● **Instruksi Tugas**:
[1] Menurut wawancara tentang agen literasi, kapan Amazon Crossing mengontak Jacaranda Literacy Agency?
[2] Sunting bagian wawancara tentang agen literasi dari "Selain Jacaranda, agen" sampai "kontrak, royalti, dll)" dengan mengganti "Jacaranda" menjadi "Jacaranda Literacy Agency".

● **Teks Sumber**:
******************************

Sunday, April 5, 2020

Tempo | Agen Literasi | Maret, 2019 | Isma Savitri


Bagaimana proses deal Mbak Dewi dengan Jacaranda Literacy Agency? Kapan mereka mulai mengontak Mbak Dewi, dan bagaimana tahapan prosesnya sampai berujung teken kontrak? 

Pada tahun 2014, saya berangkat sebagai delegasi penulis di Frankfurt Book Fair 2014, yang mana terjadi upacara serah terima / hand-over tampuk Guest of Honour dari Finlandia ke Indonesia. Sejak itu Indonesia sudah bergaung akan menjadi Guest of Honour di Frankfurt Book Fair 2015. Amazon Crossing, yakni penerbit imprint dari Amazon Publishing yang memang bergerak khusus di buku-buku terjemahan dari seluruh dunia, tertarik untuk menerjemahkan buku-buku dari penulis Indonesia. Karena di industri penerbitan internasional memang biasa digunakan jasa agen sebagai perantara (penerbit tidak berkontak langsung dengan penulis), maka sekitar bulan Maret 2015, Amazon Crossing mengontak Jacaranda Literacy Agency yang memang mengkhususkan diri di region Asia. Jacaranda lalu mengontak Tiffany Tsao, penerjemah sekaligus penulis yang sudah pernah punya kerja sama dengan Jacaranda (dan juga menerjemahkan Perahu Kertas—buku saya yang diterbitkan oleh Amazon Crossing), untuk memberikan rekomendasi buku-buku dari penulis Indonesia. Dalam daftar rekomendasinya, Tiffany Tsao mencantumkan nama saya dan Perahu Kertas. Berdasarkan nukilan terjemahan Perahu Kertas yang diajukan Tiffany, Amazon Crossing lantas tertarik untuk menerbitkan Perahu Kertas. Akhirnya, sekitar 6 bulan setelah kontak pertama dengan pihak Jacaranda, saya pun resmi mengikatkan diri dalam kontrak dengan Jacaranda, yang kemudian dilanjut dengan kontrak three-party bersama Amazon Crossing.  

Selain Jacaranda, agen literasi mana lagi yang melobi Mbak Dewi? Lalu mengapa akhirnya memilih Jacaranda sebagai mitra?

Dalam kurun empat tahun setelah kontrak dengan Amazon Crossing, setidaknya ada dua agen literasi internasional yang mengontak saya. Namun, sejauh ini belum ada ikatan kontrak apa-apa. Kontrak saya dengan agen literasi masih hanya dengan Jacaranda. 

Dalam kontrak, apa saja yang disepakati? (masa kontrak, royalti, dll)

Masa kontrak, cakupan kerja sama, besaran royalti, pembagian royalti dengan agen, sistem pembayaran, dll. 

Seperti apa sistem kerjasama dengan pihak agen?

******************************

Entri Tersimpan
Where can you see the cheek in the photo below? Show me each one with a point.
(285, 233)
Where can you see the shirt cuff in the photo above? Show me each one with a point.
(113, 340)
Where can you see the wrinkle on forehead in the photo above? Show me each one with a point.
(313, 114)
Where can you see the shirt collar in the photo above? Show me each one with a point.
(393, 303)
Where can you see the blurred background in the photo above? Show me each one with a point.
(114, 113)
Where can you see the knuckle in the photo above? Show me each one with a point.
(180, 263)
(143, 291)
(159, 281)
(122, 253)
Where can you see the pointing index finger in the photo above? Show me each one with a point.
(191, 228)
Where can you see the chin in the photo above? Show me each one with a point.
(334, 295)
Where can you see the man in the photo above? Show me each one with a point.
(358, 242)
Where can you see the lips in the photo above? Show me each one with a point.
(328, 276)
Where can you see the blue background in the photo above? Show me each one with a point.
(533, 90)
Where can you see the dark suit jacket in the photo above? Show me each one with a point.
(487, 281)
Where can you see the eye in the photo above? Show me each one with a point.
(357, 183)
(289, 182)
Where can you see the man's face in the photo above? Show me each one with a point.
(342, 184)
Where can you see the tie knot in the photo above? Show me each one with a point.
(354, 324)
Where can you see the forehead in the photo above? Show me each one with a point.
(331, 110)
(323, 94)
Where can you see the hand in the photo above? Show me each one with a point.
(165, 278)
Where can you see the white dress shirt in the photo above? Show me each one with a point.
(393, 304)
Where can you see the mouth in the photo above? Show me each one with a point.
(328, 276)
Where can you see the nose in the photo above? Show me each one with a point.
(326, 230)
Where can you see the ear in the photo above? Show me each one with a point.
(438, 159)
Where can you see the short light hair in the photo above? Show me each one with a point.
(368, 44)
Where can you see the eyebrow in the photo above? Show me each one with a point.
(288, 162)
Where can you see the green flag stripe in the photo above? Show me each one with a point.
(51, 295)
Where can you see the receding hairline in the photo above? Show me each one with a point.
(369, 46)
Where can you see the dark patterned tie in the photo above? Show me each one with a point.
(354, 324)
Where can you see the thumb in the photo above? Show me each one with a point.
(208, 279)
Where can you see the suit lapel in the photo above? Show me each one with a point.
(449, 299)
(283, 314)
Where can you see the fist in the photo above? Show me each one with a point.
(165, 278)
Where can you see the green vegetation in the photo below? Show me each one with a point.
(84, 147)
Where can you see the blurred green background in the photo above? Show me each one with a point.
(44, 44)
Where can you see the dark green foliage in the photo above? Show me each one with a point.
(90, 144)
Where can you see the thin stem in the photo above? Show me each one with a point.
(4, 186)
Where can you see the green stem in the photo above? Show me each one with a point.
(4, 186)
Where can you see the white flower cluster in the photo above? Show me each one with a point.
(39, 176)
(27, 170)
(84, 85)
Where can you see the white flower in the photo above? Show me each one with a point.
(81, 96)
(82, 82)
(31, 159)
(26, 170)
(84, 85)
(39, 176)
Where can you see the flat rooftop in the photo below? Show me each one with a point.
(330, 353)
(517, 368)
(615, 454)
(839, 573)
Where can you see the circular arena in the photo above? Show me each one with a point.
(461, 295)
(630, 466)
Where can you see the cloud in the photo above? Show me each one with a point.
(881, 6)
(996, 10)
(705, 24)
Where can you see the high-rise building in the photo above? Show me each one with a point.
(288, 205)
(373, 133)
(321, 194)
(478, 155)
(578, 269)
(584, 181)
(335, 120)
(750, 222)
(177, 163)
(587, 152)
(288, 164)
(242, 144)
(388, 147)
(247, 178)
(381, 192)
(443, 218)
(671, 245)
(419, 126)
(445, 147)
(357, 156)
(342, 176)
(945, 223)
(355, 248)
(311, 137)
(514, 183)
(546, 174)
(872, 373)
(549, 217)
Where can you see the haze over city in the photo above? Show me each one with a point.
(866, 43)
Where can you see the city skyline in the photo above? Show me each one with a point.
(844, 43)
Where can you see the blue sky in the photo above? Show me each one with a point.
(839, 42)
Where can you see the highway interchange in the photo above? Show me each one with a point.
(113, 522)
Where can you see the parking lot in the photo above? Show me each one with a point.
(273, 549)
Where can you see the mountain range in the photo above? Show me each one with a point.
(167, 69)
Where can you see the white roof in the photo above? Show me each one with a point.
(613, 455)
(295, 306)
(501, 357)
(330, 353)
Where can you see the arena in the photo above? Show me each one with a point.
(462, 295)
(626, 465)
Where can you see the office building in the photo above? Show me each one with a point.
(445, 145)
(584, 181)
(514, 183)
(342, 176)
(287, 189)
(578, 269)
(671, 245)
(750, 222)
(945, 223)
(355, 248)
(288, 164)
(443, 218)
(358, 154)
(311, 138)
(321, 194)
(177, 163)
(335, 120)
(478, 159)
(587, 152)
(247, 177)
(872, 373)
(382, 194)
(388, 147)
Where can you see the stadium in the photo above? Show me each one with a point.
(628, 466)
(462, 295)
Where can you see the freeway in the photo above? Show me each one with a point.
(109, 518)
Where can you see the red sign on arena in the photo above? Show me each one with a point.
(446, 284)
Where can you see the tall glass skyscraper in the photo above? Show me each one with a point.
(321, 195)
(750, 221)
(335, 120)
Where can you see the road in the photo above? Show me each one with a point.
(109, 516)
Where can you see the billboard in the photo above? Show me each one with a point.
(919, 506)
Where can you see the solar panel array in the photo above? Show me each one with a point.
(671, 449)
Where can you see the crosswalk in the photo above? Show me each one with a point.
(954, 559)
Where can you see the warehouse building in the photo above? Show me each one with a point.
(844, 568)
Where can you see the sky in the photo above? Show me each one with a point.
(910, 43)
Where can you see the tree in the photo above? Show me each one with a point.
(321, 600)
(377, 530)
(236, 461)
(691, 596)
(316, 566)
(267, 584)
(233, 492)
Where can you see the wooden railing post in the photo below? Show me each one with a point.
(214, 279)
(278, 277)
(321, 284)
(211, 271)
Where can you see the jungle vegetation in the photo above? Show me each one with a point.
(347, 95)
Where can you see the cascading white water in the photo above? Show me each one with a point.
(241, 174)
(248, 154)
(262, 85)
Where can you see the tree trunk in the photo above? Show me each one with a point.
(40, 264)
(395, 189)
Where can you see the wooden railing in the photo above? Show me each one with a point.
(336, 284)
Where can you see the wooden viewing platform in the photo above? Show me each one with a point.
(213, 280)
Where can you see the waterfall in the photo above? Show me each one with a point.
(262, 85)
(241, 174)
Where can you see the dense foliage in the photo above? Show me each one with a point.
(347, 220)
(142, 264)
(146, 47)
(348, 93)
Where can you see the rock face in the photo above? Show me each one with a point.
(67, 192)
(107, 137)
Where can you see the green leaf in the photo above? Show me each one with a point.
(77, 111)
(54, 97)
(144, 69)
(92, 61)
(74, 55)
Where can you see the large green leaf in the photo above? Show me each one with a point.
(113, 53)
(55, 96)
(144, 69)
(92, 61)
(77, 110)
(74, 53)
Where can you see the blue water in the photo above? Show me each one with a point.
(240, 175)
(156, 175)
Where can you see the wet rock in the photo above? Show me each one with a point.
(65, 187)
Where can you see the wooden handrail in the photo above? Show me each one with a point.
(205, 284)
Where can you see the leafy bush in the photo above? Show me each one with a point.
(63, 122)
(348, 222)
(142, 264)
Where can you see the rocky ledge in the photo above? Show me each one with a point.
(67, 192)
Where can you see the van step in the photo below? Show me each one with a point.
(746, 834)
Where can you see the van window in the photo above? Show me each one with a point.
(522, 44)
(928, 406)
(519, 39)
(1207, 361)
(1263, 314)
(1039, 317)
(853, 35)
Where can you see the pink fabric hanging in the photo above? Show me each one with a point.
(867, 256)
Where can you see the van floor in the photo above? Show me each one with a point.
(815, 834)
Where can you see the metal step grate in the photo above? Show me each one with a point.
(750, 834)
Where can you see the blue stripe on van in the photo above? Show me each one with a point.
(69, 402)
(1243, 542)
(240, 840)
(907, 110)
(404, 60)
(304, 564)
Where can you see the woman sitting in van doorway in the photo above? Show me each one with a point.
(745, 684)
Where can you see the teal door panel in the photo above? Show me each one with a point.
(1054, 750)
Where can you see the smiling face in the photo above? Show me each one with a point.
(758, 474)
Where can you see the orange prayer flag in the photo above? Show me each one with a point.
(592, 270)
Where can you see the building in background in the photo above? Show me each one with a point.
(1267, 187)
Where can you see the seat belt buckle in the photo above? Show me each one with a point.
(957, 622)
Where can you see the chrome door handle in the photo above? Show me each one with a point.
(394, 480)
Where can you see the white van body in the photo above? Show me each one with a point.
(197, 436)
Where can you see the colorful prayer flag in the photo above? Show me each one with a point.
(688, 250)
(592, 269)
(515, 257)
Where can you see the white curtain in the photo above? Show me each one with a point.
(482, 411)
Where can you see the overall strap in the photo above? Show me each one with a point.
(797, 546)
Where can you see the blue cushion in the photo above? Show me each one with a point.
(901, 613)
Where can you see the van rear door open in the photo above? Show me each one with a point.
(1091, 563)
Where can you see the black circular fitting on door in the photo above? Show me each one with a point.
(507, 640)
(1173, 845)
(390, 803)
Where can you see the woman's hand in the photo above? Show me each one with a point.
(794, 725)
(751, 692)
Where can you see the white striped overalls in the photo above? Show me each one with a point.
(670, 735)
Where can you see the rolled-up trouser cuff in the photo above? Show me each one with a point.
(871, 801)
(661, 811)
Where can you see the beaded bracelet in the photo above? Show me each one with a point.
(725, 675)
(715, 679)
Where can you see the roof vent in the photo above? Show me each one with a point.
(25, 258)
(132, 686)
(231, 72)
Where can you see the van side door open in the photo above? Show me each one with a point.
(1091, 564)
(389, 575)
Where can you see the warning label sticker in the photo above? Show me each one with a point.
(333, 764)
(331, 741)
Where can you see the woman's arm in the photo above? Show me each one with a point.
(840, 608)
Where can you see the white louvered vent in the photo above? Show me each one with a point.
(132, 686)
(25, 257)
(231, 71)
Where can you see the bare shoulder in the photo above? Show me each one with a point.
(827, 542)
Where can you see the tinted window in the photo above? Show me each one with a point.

******************************

● **Hasil Jawaban**:
[1] Sekitar bulan Maret 2015.

[2]
Selain Jacaranda Literacy Agency, agen literasi mana lagi yang melobi Mbak Dewi? Lalu mengapa akhirnya memilih Jacaranda Literacy Agency sebagai mitra?

Dalam kurun empat tahun setelah kontrak dengan Amazon Crossing, setidaknya ada dua agen literasi internasional yang mengontak saya. Namun, sejauh ini belum ada ikatan kontrak apa-apa. Kontrak saya dengan agen literasi masih hanya dengan Jacaranda Literacy Agency. 

Dalam kontrak, apa saja yang disepakati? (masa kontrak, royalti, dll)